#### RECORDS FOR PROCESSING:
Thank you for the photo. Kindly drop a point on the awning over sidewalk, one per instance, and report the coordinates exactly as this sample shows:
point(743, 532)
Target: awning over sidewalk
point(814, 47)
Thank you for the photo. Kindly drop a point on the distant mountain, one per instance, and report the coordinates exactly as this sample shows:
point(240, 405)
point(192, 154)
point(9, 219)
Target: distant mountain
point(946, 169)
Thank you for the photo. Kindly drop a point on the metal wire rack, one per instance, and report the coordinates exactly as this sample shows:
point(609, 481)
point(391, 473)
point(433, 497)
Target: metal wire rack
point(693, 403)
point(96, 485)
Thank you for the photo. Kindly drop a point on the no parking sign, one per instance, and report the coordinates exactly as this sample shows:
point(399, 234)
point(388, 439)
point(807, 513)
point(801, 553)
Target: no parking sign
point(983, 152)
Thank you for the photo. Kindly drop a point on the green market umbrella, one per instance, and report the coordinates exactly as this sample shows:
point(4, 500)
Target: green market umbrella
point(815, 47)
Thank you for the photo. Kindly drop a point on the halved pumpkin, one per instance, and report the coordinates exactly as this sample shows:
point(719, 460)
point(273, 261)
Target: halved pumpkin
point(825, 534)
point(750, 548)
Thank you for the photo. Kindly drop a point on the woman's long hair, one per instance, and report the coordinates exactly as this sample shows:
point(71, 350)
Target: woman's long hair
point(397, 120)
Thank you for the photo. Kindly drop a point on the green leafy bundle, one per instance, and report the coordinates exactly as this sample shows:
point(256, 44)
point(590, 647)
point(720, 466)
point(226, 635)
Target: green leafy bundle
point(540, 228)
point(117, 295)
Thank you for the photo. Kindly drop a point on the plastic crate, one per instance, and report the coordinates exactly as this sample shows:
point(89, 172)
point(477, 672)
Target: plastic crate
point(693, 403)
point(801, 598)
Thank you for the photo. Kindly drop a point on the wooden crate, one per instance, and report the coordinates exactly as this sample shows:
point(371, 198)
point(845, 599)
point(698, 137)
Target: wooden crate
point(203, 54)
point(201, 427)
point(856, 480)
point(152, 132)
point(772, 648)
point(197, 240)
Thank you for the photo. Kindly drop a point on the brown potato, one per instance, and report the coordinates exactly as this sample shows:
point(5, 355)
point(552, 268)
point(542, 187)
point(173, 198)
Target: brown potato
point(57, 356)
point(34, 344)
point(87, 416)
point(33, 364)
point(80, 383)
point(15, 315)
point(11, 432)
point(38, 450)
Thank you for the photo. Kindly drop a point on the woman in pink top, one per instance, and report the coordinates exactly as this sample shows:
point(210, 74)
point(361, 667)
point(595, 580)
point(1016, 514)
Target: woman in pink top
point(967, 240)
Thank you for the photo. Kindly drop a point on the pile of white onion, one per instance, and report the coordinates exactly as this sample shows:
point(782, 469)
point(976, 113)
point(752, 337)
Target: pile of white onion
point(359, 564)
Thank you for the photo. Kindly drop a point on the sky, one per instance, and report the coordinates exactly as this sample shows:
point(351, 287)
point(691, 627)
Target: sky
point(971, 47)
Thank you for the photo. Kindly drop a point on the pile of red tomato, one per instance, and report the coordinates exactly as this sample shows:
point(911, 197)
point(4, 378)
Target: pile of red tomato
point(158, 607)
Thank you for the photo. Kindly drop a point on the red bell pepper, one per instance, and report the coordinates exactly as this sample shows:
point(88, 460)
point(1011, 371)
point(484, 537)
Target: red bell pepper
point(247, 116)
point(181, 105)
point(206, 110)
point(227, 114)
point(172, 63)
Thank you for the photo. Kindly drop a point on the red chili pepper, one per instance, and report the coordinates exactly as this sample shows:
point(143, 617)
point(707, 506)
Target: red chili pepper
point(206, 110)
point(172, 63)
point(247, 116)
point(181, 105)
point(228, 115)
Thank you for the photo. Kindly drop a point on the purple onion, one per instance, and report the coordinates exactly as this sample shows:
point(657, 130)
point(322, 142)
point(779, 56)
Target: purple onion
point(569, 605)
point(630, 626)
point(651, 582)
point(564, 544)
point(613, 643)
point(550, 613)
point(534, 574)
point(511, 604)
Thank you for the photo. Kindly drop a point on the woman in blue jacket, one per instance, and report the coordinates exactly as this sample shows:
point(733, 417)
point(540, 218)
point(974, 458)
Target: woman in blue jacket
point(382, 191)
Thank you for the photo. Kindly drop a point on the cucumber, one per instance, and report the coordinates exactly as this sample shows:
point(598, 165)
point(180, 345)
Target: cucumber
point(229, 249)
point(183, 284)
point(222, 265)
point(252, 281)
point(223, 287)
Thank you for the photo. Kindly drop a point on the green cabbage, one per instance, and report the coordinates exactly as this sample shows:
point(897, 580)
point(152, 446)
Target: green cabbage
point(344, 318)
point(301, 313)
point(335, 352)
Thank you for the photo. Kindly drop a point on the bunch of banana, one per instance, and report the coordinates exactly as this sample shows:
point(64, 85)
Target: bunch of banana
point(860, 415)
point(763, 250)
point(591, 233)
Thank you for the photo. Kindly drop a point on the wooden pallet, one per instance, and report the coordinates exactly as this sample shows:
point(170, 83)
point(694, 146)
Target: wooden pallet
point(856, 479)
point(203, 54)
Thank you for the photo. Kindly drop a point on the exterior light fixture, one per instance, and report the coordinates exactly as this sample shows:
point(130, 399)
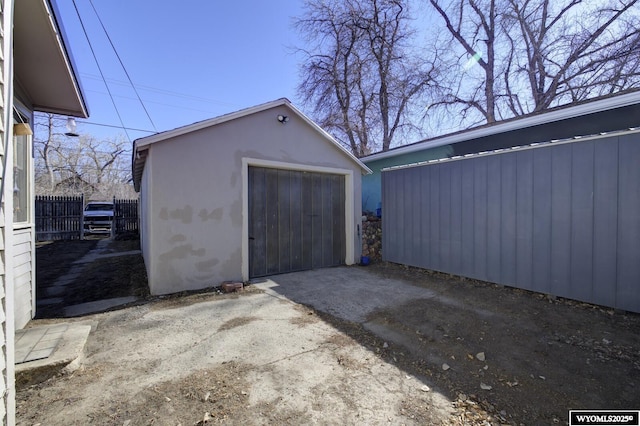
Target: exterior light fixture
point(22, 129)
point(71, 128)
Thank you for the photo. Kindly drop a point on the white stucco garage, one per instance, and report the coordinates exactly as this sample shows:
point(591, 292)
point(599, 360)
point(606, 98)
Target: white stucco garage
point(256, 192)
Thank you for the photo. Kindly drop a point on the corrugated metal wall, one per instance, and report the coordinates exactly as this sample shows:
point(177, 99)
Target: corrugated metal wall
point(562, 219)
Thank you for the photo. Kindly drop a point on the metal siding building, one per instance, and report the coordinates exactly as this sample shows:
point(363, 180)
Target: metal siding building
point(560, 218)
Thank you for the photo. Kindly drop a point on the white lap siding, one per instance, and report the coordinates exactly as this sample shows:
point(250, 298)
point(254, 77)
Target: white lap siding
point(23, 267)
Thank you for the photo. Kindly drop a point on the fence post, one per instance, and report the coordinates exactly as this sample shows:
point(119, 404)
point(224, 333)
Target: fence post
point(114, 220)
point(82, 217)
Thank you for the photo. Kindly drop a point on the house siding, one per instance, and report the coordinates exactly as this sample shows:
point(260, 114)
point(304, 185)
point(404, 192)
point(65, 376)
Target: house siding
point(7, 370)
point(372, 184)
point(560, 218)
point(23, 267)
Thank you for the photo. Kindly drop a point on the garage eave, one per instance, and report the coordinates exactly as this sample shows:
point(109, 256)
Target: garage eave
point(43, 66)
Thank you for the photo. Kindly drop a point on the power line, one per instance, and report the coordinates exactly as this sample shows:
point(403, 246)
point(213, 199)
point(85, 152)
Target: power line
point(116, 127)
point(164, 91)
point(122, 65)
point(155, 102)
point(95, 58)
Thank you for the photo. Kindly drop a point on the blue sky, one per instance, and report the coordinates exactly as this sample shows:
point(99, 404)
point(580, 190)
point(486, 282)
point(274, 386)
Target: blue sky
point(189, 60)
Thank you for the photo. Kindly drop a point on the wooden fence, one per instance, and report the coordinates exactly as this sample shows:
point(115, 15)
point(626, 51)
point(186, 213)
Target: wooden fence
point(61, 217)
point(125, 216)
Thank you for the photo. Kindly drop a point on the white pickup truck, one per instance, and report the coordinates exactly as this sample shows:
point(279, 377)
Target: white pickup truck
point(98, 217)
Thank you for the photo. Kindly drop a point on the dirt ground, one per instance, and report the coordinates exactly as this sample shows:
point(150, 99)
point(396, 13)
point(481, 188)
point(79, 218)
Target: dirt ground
point(490, 355)
point(102, 279)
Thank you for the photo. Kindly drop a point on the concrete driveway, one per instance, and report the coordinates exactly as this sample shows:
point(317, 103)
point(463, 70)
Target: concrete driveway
point(252, 358)
point(384, 345)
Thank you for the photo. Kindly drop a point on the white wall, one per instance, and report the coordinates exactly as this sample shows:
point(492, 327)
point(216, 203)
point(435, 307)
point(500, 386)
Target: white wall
point(196, 195)
point(23, 266)
point(7, 368)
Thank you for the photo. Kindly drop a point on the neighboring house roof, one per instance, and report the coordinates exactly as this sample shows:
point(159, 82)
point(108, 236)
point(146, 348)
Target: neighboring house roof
point(538, 120)
point(43, 66)
point(141, 145)
point(577, 139)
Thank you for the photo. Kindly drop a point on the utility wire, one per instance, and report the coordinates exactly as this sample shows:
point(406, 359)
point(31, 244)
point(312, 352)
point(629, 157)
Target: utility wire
point(165, 91)
point(95, 58)
point(122, 65)
point(116, 127)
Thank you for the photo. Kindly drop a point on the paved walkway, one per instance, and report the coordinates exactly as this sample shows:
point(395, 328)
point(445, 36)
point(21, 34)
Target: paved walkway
point(41, 351)
point(54, 293)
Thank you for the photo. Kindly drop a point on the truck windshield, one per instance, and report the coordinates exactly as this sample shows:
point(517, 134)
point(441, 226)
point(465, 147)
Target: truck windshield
point(96, 207)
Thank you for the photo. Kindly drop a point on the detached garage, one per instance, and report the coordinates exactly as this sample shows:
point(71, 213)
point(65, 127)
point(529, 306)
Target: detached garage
point(253, 193)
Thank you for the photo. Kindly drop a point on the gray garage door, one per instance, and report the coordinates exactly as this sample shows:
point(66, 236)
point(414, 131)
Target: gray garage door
point(296, 221)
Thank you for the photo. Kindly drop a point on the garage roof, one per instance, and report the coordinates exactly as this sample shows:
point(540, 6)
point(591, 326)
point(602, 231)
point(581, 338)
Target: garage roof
point(43, 67)
point(141, 145)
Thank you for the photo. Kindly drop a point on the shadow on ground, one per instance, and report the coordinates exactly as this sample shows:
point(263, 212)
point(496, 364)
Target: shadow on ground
point(103, 278)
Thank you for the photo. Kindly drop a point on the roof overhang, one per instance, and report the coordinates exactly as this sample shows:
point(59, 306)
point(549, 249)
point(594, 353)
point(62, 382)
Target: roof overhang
point(141, 146)
point(43, 66)
point(517, 123)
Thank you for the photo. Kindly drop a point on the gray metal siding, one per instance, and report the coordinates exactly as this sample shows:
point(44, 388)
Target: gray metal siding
point(562, 219)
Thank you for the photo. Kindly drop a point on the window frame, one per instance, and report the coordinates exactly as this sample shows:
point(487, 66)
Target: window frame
point(21, 114)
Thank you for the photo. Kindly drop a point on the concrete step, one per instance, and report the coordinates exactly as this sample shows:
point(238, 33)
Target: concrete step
point(44, 351)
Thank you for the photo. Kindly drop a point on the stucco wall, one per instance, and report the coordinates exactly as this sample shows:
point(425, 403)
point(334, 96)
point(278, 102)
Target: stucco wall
point(195, 185)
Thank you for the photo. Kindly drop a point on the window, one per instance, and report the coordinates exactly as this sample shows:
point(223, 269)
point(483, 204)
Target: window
point(21, 180)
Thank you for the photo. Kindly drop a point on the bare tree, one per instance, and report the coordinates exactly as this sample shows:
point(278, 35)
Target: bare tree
point(359, 75)
point(72, 165)
point(527, 56)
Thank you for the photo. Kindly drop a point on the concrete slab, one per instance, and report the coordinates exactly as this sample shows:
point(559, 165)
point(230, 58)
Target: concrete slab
point(347, 292)
point(49, 349)
point(97, 306)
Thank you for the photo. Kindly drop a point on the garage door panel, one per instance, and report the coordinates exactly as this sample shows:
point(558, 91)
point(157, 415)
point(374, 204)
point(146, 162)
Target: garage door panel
point(285, 203)
point(307, 220)
point(257, 225)
point(296, 221)
point(271, 213)
point(339, 248)
point(316, 221)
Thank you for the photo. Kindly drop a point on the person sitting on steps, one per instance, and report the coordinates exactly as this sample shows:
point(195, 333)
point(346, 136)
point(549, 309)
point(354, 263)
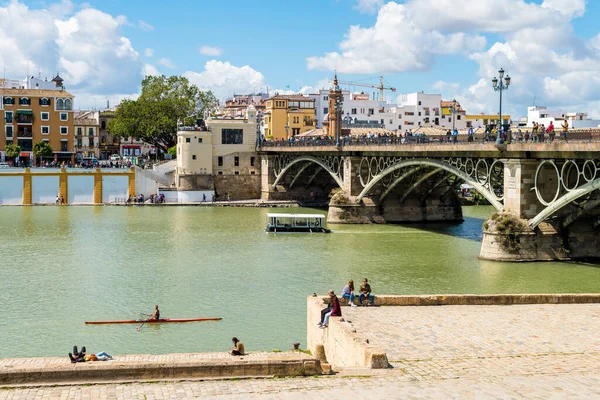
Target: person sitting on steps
point(365, 292)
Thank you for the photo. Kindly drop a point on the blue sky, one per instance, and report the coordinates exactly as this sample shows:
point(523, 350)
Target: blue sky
point(550, 47)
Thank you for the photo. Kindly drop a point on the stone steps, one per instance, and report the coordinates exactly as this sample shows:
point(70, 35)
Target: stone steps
point(46, 371)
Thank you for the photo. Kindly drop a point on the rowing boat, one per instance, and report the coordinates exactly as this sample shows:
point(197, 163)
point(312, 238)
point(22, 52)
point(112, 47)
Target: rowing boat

#### DIRECTIVE:
Return, word for word, the lines above from the line containing "on the roof" up to and including the line containing "point(517, 123)", and nothing else.

#### REPLY TO THE EXERCISE:
Thank you for the photo. Kindly drop a point on the roof overhang, one per instance, and report the coordinates exactly as this sample shows:
point(59, 306)
point(549, 249)
point(594, 353)
point(62, 382)
Target: roof overhang
point(141, 146)
point(43, 66)
point(517, 123)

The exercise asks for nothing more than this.